#### [PROBLEM TO SOLVE]
Repeat the listing beneath this line exactly, keeping every character.

#### [SOURCE MATERIAL]

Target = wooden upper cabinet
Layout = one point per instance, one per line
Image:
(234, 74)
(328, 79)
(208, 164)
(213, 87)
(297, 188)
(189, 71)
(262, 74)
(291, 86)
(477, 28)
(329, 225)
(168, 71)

#### [ANSWER TO THE PROBLEM]
Target = wooden upper cabinet
Layout = one point per instance, one per line
Image:
(234, 74)
(328, 79)
(208, 164)
(213, 87)
(297, 188)
(189, 71)
(262, 74)
(291, 86)
(477, 28)
(329, 225)
(168, 71)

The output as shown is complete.